## BEGIN Passage given

AS THE EARTH was tilting its southern hemisphere towards summer in 2008, the president of Peru, Alan García, welcomed Kevin Rudd to the APEC meeting in Lima. There had already been some communication between the two: Sydney had been the last city to host APEC, and García had requested that the table the leaders had sat around be sent to Lima for use this time, which it was. García’s subsequent request for the security barriers that had been used in Sydney, though, was taken to be going a little too far and was politely declined.
The Peru that García put on show was culturally diverse: the country’s excellent and varied cuisine was served and the best of its many dances were performed for the visitors. It was all smiles and handshakes. Rudd even promised to reopen the Australian embassy in Lima, which had been closed down in 1986 when the violence of Peru’s turbulent internal conflict was escalating and when, incidentally, García had also been in power, that time as a young man.
The conflict in question – the conflict that Rudd now deemed to be over – was one of the bloodiest in contemporary Latin-American history. The Maoist insurgents – the Shining Path – sought to replace what they saw as Peru’s bourgeois democracy with New Democracy, an idea that, theoretically at least, many welcomed. At first the campesinos showed sympathy toward the guerrilleros, until they assassinated the local leaders of the campesinos’ communities as well as grassroots left-wing leaders in an effort to stamp out competition.

## END Passage given
## BEGIN Records

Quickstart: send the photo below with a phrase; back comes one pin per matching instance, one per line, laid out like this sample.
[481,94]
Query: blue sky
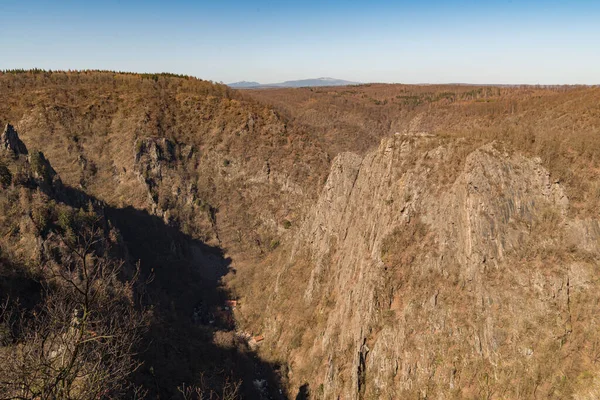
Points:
[518,41]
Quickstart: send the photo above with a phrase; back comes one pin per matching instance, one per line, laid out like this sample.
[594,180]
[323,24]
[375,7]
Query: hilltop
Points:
[372,241]
[293,84]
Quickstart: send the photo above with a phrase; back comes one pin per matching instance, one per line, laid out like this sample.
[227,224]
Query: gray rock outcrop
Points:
[10,141]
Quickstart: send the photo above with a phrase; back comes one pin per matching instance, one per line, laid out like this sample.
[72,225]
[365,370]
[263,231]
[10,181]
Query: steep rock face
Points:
[11,142]
[473,283]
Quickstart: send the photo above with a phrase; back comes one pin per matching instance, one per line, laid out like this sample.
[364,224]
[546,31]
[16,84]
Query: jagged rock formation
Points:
[441,284]
[441,264]
[11,142]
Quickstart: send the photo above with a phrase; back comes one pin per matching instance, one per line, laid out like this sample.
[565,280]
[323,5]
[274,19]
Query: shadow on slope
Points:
[192,339]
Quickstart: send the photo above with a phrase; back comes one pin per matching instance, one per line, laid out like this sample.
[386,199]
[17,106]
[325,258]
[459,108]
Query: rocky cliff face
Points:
[435,277]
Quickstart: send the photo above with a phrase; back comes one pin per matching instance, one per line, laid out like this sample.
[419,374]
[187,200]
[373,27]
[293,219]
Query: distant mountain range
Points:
[292,84]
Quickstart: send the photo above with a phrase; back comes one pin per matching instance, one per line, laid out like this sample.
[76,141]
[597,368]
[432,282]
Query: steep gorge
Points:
[422,284]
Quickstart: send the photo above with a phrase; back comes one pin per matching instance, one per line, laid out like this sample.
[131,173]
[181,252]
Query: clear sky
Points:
[427,41]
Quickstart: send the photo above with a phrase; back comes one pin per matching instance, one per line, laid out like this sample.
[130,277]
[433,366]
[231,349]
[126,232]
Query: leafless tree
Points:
[80,342]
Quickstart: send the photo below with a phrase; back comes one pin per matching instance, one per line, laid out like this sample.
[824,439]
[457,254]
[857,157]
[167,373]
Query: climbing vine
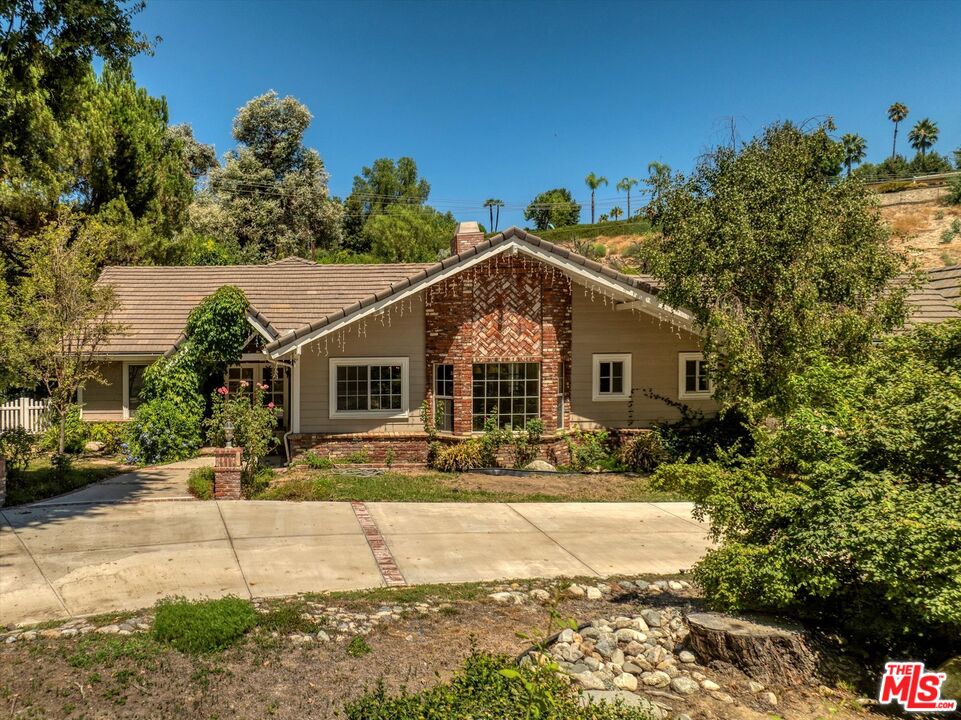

## END Records

> **Directions**
1 – Which cities and countries does the passage about Peru name? List each one once.
2 – Can you pick up the passage about Peru after its last sentence and carry it on?

> **Expected results**
1 – Peru, Lima, Sydney

2 –
By the time García became president in 1985, the Peruvian government was only just beginning to take the guerrilleros seriously. The initial lack of concern about the Shining Path was the product of racism: the organisation was based in the mountains, a region populated mainly by indigenous people, rather than on the westernised coast. García may put his country’s cultural diversity on display for foreign guests, may boast about his country’s historical position as the centre of the Inka Empire, but he has at times belittled the most direct descendents of this heritage.
When the government eventually declared the regions of greatest activity an emergency zone, it granted the military the power to detain anyone “suspicious.” This fuelled xenophobia and led the military to arrest innocent campesinos, many of whom were subjected to torture and rape. The Truth and Reconciliation Commission’s report of 2003 estimates that 69,280 people lost their lives during the conflict. And most of them, of course, were the people caught in the middle, the campesinos.
Now that the conflict is considered to be over, Australia will once again have a presence in Peru, with the embassy due to open later this year. Yet traces of Peru’s internal conflict linger, and nowhere are these traces more apparent than in the actions of García.
The Moqueguazo
What has become known as the “Moqueguazo” began in March 2008 when it was revealed how much commerce tax the neighbouring regions of Tacna and Moquegua would receive from the companies exploiting their natural resources. For Tacna the tax meant an extra 711 million nuevos soles (about A$290 million), but for Moquegua the additional funds only amounted to 244 million nuevos soles, despite the fact that the latter produces more copper than its neighbour. Defenders of Moquegua’s interests announced that there would be a forty-eight-hour strike on 4 and 5 June, at which time Premier Jorge del Castillo acknowledged that their complaint was justified. But on 9 June, del Castillo retracted his earlier statement and declared that nothing could be done. Hours later, a strike of indefinite duration began, paralysing the region for ten days.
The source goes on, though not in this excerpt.